Coordinate annotation records:
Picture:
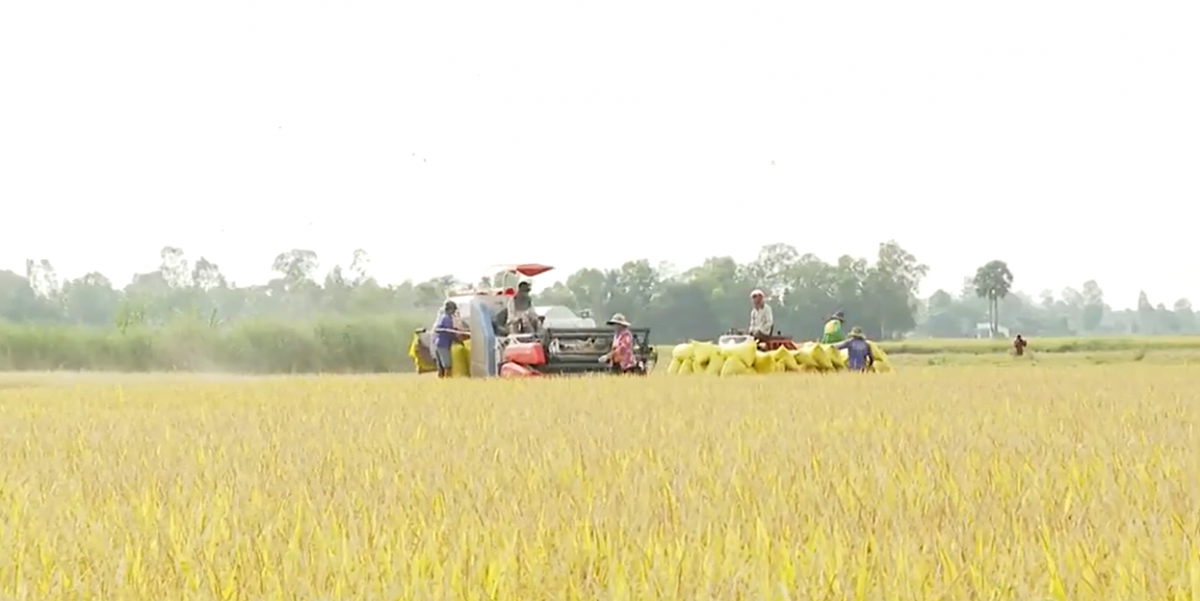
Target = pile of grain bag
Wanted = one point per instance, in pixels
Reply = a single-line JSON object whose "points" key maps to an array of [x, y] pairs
{"points": [[744, 358]]}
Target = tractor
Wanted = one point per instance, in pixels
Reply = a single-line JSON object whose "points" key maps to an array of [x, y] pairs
{"points": [[570, 350], [565, 343]]}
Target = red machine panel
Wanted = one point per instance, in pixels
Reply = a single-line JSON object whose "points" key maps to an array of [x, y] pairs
{"points": [[516, 371], [525, 353]]}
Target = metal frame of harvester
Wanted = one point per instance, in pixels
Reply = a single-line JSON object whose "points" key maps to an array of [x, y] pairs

* What to do *
Reproduce the records from the line holding "Target = metal frame of harvester" through the end of the records, inclusive. Change "metal frame" to "steel frame" and leave everything else as it stands.

* Final answer *
Target = steel frame of harvester
Wanted = one point per instance, in pixels
Reply = a single-line JSON object whose "points" key maps to an array of [x, y] pairs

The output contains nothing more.